- **Your goal**
Write out the records that appear below, verbatim and complete, but without pictures.

- **Working data**
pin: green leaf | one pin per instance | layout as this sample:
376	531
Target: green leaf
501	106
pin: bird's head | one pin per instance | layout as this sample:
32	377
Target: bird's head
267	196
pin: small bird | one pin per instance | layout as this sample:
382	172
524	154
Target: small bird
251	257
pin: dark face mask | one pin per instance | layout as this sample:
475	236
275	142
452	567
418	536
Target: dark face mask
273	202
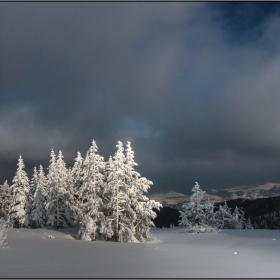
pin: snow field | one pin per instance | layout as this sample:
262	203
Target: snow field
172	254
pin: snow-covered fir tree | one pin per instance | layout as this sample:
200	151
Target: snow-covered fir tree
20	204
193	214
210	218
224	217
119	215
140	204
38	214
5	197
90	192
77	174
58	212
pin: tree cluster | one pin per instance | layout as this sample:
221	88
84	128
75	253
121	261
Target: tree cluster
199	217
106	199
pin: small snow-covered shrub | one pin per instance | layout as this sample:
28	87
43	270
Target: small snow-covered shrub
3	233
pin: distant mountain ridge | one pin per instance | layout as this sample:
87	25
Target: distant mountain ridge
176	199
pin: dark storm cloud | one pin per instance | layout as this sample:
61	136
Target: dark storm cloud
193	86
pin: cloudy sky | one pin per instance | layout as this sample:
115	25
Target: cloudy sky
194	86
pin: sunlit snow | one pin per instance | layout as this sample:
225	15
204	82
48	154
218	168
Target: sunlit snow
49	253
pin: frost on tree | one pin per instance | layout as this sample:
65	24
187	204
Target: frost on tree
193	214
18	211
140	204
3	233
38	214
5	197
77	174
119	213
210	218
58	212
90	191
224	217
128	211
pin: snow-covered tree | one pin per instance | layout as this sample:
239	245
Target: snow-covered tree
77	174
38	214
193	214
224	217
3	233
209	214
238	220
248	224
58	212
119	212
5	197
141	204
129	212
89	192
18	211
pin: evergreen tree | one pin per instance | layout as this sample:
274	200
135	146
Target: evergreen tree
193	212
193	215
38	215
90	191
5	197
209	214
58	212
77	174
18	211
119	213
224	217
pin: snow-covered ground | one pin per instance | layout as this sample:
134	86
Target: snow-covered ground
228	253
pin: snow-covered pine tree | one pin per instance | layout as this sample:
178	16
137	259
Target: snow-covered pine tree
107	228
38	214
5	198
77	174
120	215
193	215
90	192
140	204
33	186
3	233
248	224
19	201
237	221
58	212
224	217
209	214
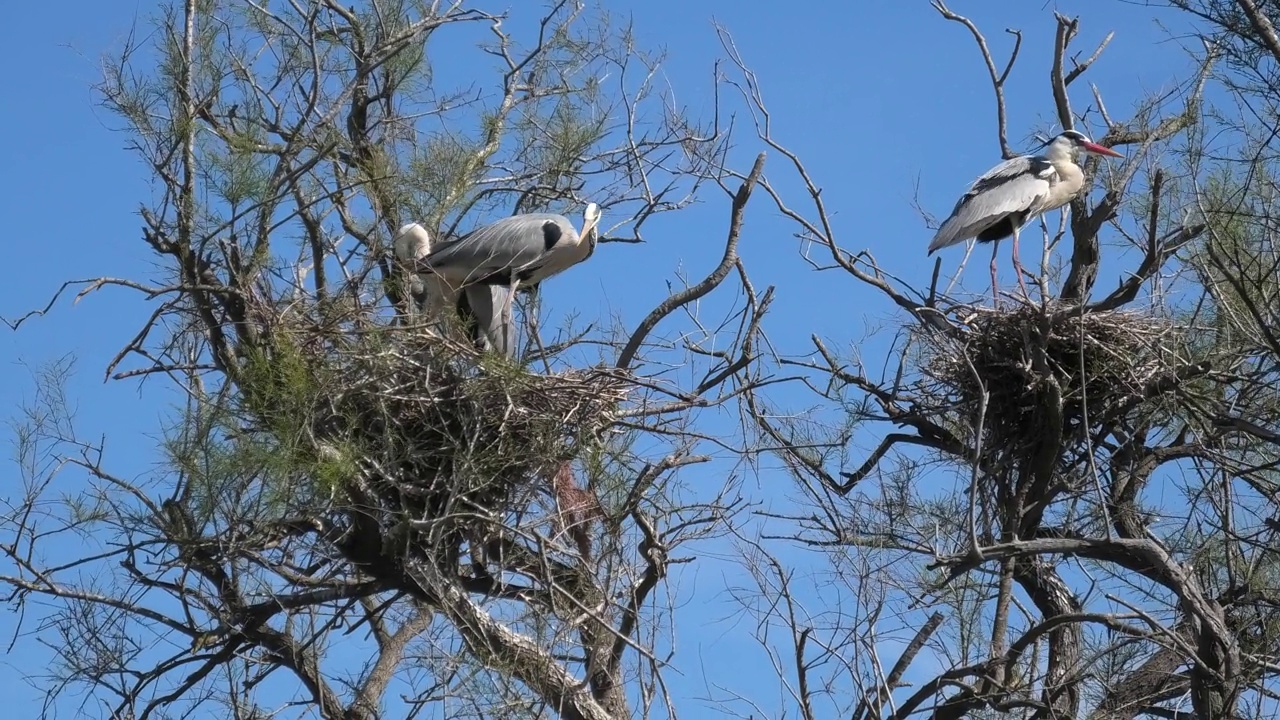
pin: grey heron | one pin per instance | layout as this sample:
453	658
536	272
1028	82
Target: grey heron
1014	192
489	264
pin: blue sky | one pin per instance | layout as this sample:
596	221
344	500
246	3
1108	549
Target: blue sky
873	96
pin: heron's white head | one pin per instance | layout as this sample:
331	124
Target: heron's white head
590	222
412	242
1070	142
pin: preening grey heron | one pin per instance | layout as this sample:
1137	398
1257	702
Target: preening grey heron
1014	192
489	264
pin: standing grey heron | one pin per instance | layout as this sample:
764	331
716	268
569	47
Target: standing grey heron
1011	194
489	264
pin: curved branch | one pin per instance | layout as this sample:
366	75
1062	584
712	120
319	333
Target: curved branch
709	283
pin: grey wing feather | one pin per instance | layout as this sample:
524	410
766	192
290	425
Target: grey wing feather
1014	186
496	328
513	242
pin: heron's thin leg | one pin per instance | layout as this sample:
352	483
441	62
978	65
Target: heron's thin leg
995	292
508	317
1018	268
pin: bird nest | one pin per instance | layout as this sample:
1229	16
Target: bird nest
398	427
1047	372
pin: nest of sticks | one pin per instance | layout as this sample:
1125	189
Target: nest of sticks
1048	370
403	428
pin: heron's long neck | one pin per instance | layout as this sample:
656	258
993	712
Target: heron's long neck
1070	178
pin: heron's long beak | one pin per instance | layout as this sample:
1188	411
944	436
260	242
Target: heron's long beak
1098	150
590	223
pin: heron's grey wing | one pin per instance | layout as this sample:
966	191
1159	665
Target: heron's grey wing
496	328
511	244
1013	186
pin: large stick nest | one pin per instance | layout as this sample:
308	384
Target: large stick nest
1032	360
403	425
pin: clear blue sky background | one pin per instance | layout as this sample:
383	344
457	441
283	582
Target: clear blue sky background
872	95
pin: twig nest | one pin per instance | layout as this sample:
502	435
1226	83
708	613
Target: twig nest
408	424
1048	372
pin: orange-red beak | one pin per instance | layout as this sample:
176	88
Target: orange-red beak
1100	150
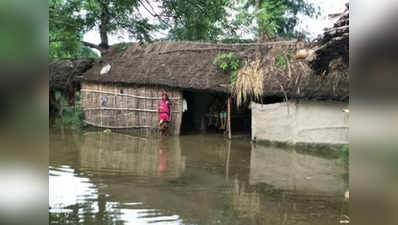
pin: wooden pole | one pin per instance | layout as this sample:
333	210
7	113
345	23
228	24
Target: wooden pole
229	117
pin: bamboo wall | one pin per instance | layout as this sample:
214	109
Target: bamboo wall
128	107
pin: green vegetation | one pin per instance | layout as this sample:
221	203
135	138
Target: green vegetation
271	18
70	117
208	20
230	63
281	60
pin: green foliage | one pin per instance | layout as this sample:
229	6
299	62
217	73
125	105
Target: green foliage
69	20
121	47
281	60
195	20
70	116
344	154
228	62
233	76
273	18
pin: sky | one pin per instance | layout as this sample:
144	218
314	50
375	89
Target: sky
314	26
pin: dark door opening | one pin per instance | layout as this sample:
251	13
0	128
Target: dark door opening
201	116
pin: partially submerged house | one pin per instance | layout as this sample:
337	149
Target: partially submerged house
298	92
63	77
313	119
123	88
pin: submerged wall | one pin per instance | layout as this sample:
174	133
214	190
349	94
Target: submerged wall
128	107
301	122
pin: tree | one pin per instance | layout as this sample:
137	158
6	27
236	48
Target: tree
193	19
70	19
274	18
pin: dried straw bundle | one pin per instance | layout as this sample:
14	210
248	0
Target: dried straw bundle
249	83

- **Exercise response**
pin: green leaf | one pin per instance | layout as this sample:
376	531
Target: green leaf
501	106
pin: bird's head | one pin per instance | layout as this sample:
32	377
Target: bird's head
267	196
pin: small bird | one pin per instance | layout as this sample:
382	172
524	154
Target: small bird
251	257
pin: dark face mask | one pin per instance | layout as this sample:
475	236
275	142
452	567
418	536
Target: dark face mask
273	202
pin: snow field | one pin per instance | layout as this sample:
262	203
Target: snow field
172	254
pin: snow-covered fir tree | one pin per instance | layout as this sample:
200	151
Target: snow-covered fir tree
20	204
193	214
210	218
224	217
119	215
140	204
38	214
5	197
90	192
77	174
58	212
pin: tree cluster | one pin per instance | layout as this sample:
221	88
84	128
75	253
121	261
Target: tree cluster
199	217
106	199
pin: small snow-covered shrub | one pin per instance | layout as this sample:
28	87
43	270
Target: small snow-covered shrub
3	233
pin: distant mountain ridge | one pin per instance | layout as this sample:
87	25
Target: distant mountain ridge
176	199
pin: dark storm cloud | one pin per instance | layout as this sample:
61	136
Target: dark storm cloud
193	86
pin: cloudy sky | one pin per instance | layout as this sample:
115	25
Target: cloudy sky
194	86
pin: sunlit snow | one pin per instance | layout as this sample:
225	15
204	82
48	154
218	168
Target: sunlit snow
49	253
pin: frost on tree | one pin per instance | layout as this sample:
65	24
187	204
Target: frost on tree
193	214
18	211
140	204
3	233
38	214
5	197
77	174
119	213
210	218
58	212
90	191
224	217
128	211
pin: snow-covered tree | one pin per instance | layout as this sample:
239	245
Target: snow-covered tree
77	174
38	214
193	214
224	217
3	233
209	214
238	220
248	224
58	212
119	212
5	197
141	204
129	212
89	192
18	211
pin: evergreen tree | one pin per instance | layout as this sample:
274	200
135	146
Target: evergreen tree
193	212
193	215
38	215
90	191
5	197
209	214
58	212
77	174
18	211
119	213
224	217
pin: snow-covered ground | one pin per instance | layout as this sample:
134	86
Target: snow-covered ground
228	253
pin: snow-covered pine tree | one pin per instance | layout as this sample:
178	16
137	259
Target: snow-covered pine tree
107	228
38	214
5	198
77	174
120	215
193	215
90	192
140	204
33	186
3	233
248	224
19	201
237	221
58	212
224	217
209	214
pin: grey heron | one pin per instance | layout as this sample:
453	658
536	272
1028	82
Target: grey heron
1014	192
489	264
pin: blue sky | one pin per instance | layout as this sample:
596	221
344	500
246	3
1108	549
Target: blue sky
873	96
pin: heron's white head | one pin per instance | layout as this sample:
331	124
Target: heron's white head
590	222
412	242
1070	142
pin: preening grey heron | one pin per instance | layout as this sample:
1137	398
1257	702
Target: preening grey heron
1014	192
489	264
pin: standing grey heron | one pin per instance | layout as this sample:
764	331
716	268
569	47
Target: standing grey heron
1011	194
489	264
pin: curved branch | one pin per instance | layout as this sample:
366	75
1062	584
712	120
319	333
Target: curved branch
709	283
pin: grey wing feather | one pin per instance | layout as this sample:
524	410
766	192
290	425
Target: grey wing feather
1014	186
496	328
513	242
pin: heron's thin leg | one pin per instance | layout as this sample:
352	483
441	62
978	65
Target: heron's thin leg
995	292
508	317
1018	268
pin: bird nest | one pin per instance | layout as this sample:
1229	16
Target: bird nest
398	427
1047	372
pin: nest of sticks | one pin per instance | layout as this sample:
1125	189
Target: nest of sticks
1048	370
403	428
pin: heron's long neck | one pin per instance | layout as this sample:
656	258
993	712
Target: heron's long neck
1070	178
pin: heron's long beak | one pin per instance | layout as this sample:
1188	411
944	436
260	242
Target: heron's long beak
1098	150
590	223
pin: heron's grey wing | one pin per instance | layout as this sample:
966	191
1159	665
Target: heron's grey wing
496	328
511	244
1013	186
pin: large stick nest | one pin per instance | layout as this sample:
308	384
Target: large stick nest
1032	360
403	425
pin: clear blue sky background | one pin per instance | layout as this sample:
383	344
457	441
283	582
Target: clear blue sky background
872	95
pin: twig nest | one pin per instance | layout as this sample:
502	435
1226	83
708	613
Target: twig nest
408	424
1048	372
pin: orange-red beak | one pin per instance | layout as this sample:
176	88
Target: orange-red beak
1100	150
pin: wooden pole | one pin per instance | layout as this sample:
333	210
7	113
345	23
228	24
Target: wooden pole
229	117
pin: bamboo wall | one pin per instance | layout as this sample:
214	109
Target: bamboo wall
128	107
pin: green vegetation | one pin per instance | layout as this sample:
221	203
135	138
Target: green vegetation
271	18
70	117
208	20
230	63
281	60
pin: green foliage | one pin per instance | layout as this sample:
229	6
299	62
217	73
125	105
Target: green foliage
69	20
121	47
281	60
195	20
70	116
344	154
228	62
233	76
273	18
pin: sky | one pin per instance | layout as this sample:
144	218
314	50
375	89
Target: sky
314	26
pin: dark door opening | one pin per instance | layout as this sample:
251	13
0	128
Target: dark door opening
201	116
pin: partially submerged house | one pin per instance | layout as this sample:
337	149
Target: partially submerged house
298	92
63	77
313	119
123	88
pin: submerged wall | one pin per instance | layout as this sample:
174	133
214	190
349	94
Target: submerged wall
128	107
301	122
pin: tree | one pin per instance | layout as this sample:
137	158
6	27
236	48
Target: tree
193	19
70	19
274	18
pin: dried straw bundle | one pin per instance | layout as this sample:
14	210
248	0
Target: dried straw bundle
249	83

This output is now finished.